REQUIREMENTS: Turn the lines below into a Markdown table with the columns "No." and "Text": number each line in order under "No." and put the line itself under "Text". Skip blank lines, and leave the pictures out.

** START **

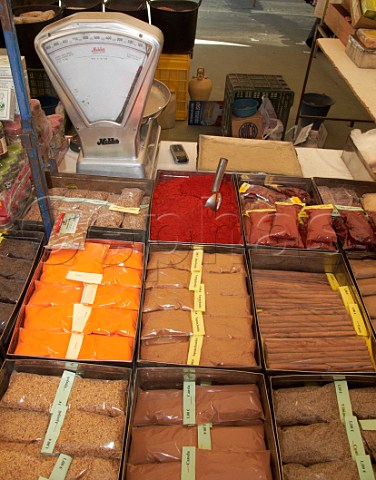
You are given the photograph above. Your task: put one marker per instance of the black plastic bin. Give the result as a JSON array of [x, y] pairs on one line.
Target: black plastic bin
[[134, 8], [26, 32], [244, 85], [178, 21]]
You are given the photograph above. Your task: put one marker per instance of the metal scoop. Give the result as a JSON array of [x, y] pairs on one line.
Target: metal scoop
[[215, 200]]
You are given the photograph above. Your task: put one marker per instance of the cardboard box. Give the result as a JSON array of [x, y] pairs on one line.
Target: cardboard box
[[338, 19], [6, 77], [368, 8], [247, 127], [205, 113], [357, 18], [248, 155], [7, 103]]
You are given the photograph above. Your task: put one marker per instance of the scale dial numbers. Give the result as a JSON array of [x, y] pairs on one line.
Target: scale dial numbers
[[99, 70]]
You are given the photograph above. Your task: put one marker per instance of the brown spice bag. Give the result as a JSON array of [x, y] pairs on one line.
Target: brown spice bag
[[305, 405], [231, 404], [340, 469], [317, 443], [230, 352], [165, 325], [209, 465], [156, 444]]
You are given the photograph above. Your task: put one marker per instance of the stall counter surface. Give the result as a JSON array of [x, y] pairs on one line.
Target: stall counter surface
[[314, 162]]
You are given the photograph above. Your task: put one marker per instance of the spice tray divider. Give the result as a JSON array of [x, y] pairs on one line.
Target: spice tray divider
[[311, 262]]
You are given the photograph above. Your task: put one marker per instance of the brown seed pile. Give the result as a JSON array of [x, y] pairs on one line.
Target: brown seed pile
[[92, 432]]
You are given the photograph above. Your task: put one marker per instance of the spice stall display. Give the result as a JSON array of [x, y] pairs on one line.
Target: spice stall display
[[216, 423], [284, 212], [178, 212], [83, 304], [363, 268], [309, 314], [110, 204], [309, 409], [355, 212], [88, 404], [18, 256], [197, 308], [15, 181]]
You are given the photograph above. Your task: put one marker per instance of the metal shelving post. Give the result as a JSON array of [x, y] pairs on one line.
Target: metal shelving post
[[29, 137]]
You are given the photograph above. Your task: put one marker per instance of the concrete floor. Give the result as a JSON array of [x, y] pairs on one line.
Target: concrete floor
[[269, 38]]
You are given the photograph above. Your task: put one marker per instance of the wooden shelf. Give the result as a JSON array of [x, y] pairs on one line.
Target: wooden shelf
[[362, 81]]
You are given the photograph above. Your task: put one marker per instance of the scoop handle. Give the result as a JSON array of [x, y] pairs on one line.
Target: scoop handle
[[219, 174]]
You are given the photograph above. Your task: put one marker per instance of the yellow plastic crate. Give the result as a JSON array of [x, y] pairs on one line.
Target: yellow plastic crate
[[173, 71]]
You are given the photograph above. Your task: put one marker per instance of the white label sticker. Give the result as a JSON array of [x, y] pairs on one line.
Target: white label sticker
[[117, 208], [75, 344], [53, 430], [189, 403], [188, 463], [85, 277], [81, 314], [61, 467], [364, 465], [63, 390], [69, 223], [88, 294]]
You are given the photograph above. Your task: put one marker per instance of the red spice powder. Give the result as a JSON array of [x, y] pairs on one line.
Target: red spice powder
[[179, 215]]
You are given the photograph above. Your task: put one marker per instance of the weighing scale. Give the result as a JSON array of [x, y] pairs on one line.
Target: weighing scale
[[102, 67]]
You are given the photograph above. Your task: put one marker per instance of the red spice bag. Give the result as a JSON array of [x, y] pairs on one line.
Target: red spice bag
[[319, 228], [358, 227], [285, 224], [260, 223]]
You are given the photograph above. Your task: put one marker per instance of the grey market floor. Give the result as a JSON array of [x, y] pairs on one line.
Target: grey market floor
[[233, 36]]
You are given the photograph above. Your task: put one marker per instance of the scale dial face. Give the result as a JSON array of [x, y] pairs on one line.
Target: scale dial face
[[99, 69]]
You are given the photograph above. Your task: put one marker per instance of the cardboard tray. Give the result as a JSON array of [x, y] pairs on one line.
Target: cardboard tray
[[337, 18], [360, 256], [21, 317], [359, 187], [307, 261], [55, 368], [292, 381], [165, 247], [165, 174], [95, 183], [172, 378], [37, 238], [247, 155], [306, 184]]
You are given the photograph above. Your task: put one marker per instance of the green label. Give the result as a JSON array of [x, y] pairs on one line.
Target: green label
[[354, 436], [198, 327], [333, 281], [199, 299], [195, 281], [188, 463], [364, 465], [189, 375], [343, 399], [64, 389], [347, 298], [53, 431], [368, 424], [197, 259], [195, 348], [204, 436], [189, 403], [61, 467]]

** END **

EXERCISE SOLUTION:
| No. | Text |
|---|---|
| 1 | You are given the photograph above. Your task: put one marker per instance of the black plastic bin. Give the result as a JSON array of [x, y] pairs on one line. |
| 2 | Target: black plastic bin |
| 3 | [[134, 8], [26, 32], [244, 85], [178, 21]] |
| 4 | You are given the photograph above. Your task: put one marker per instance of the metal scoop. Give the result as a JSON array of [x, y] pairs on one line. |
| 5 | Target: metal scoop |
| 6 | [[215, 200]] |
| 7 | You are given the photograph above. Your task: put one marker per instance of the cardboard box. Give the result as a JSON array of [x, y] pairs on one line. |
| 8 | Target: cardboard box |
| 9 | [[338, 19], [6, 77], [368, 8], [247, 127], [205, 113], [357, 18], [248, 155], [7, 103]] |
| 10 | You are given the photograph above. Your task: put one marker per instance of the scale dial numbers. Give the result as a JSON array of [x, y] pairs on one line. |
| 11 | Target: scale dial numbers |
| 12 | [[99, 70]] |
| 13 | You are given the photograph above. Your task: put one marker per instance of the brown spice bag. Give the result as a JSON array of [x, y] pairs on one line. |
| 14 | Target: brown spice bag |
| 15 | [[305, 405], [231, 404], [340, 469], [317, 443], [230, 352], [165, 325], [209, 465], [156, 444]] |
| 16 | You are given the photograph above. Your task: put one marker per instance of the stall counter surface. Give the result as a JSON array of [x, y] pairs on one line. |
| 17 | Target: stall counter surface |
| 18 | [[314, 162]] |
| 19 | You are given the photograph above. Your task: put one marker per instance of the spice tray divider. Give the result as a JSON array of [x, y] pairs on one line. |
| 20 | Target: spice tray divider |
| 21 | [[311, 262]] |
| 22 | You are given the photograph above. Your task: put one marker per instance of the brown seed pile. Give the result as a JSON array of [x, y] pairs on one line. |
| 23 | Target: brown seed pile |
| 24 | [[92, 432]] |
| 25 | You are given the photograph above. Your task: put one marker per instance of the spice stall display. Give the result as a JSON array of [x, y] pairs on one line. |
| 26 | Target: spice stall display |
| 27 | [[216, 423], [284, 212], [178, 212], [83, 304], [363, 268], [309, 314], [110, 204], [309, 409], [355, 212], [88, 404], [18, 256], [197, 308], [15, 181]] |
| 28 | You are given the photograph above. Your task: put one marker per instance of the metal shelving post. Give the result as a JSON array of [x, y] pairs on one line. |
| 29 | Target: metal shelving post |
| 30 | [[29, 137]] |
| 31 | You are given the photograph above. Your task: put one marker per instance of the concrete floor. Give the result as a JSON array of [x, y] pairs on one line. |
| 32 | Target: concrete floor |
| 33 | [[269, 38]] |
| 34 | You are given the photograph above. Your task: put one marker per instance of the wooden shelf. Give the result as a JSON array of [x, y] pairs on one line. |
| 35 | Target: wooden shelf |
| 36 | [[362, 81]] |
| 37 | You are given the photograph above. Your task: put one marker per instance of the scoop handle. Give the result as a JSON array of [x, y] pairs on one line. |
| 38 | Target: scoop handle |
| 39 | [[219, 174]] |
| 40 | You are given the photograph above. Your task: put one marker per instance of the yellow plastic crate. Give the result as a JSON array of [x, y] pairs on one line. |
| 41 | Target: yellow plastic crate |
| 42 | [[173, 71]] |
| 43 | You are given the photograph above. Your task: put one marker per instance of the white label sticker. Give the result as a JSON array of [x, y] pairs on one line. |
| 44 | Target: white label sticker |
| 45 | [[117, 208], [75, 344], [53, 430], [189, 403], [188, 463], [85, 277], [81, 314], [61, 467], [364, 465], [63, 390], [69, 223], [88, 294]] |
| 46 | You are given the photograph above. Your task: put one marker per instance of the red spice powder. Give the result as a JSON array of [x, y] pairs on one line. |
| 47 | Target: red spice powder |
| 48 | [[179, 215]] |
| 49 | You are given the photograph above. Your task: put one marker per instance of the weighing scale. Give the result as a JSON array of [x, y] pairs on one line. |
| 50 | Target: weighing scale |
| 51 | [[102, 67]] |
| 52 | You are given the photograph above. Your task: put one marker per instance of the red spice bag. Give the result as a JSON array of [x, y] pairs on one line. |
| 53 | Target: red spice bag |
| 54 | [[319, 228], [358, 227], [285, 224], [260, 223]] |
| 55 | You are given the photograph above. Your task: put one marker per instance of the grey market floor. Give the result as a JSON array of [x, y] pairs on one line. |
| 56 | Target: grey market floor |
| 57 | [[233, 36]] |
| 58 | You are given the photograph above. Your task: put one marker per instance of the scale dial face. Give the result as a JSON array of [x, y] pairs on one line. |
| 59 | Target: scale dial face |
| 60 | [[99, 69]] |
| 61 | You are given the photograph above. Your task: put one marker per instance of the cardboard tray. Give the result as a JSON array of [x, y] pairs on one line. |
| 62 | Target: cardboard tray |
| 63 | [[337, 18], [360, 256], [21, 317], [359, 187], [307, 261], [55, 368], [292, 381], [165, 247], [165, 174], [95, 183], [172, 378], [37, 238], [247, 155], [306, 184]] |
| 64 | You are given the photograph above. Your task: put one marker per instance of the green label. Give the result as a JSON array of [x, y] pairs on one line. |
| 65 | Target: green label |
| 66 | [[354, 436], [198, 327], [333, 281], [199, 299], [195, 281], [188, 463], [364, 465], [189, 375], [343, 399], [64, 389], [347, 298], [53, 431], [368, 424], [197, 259], [195, 348], [204, 436], [189, 403], [61, 467]] |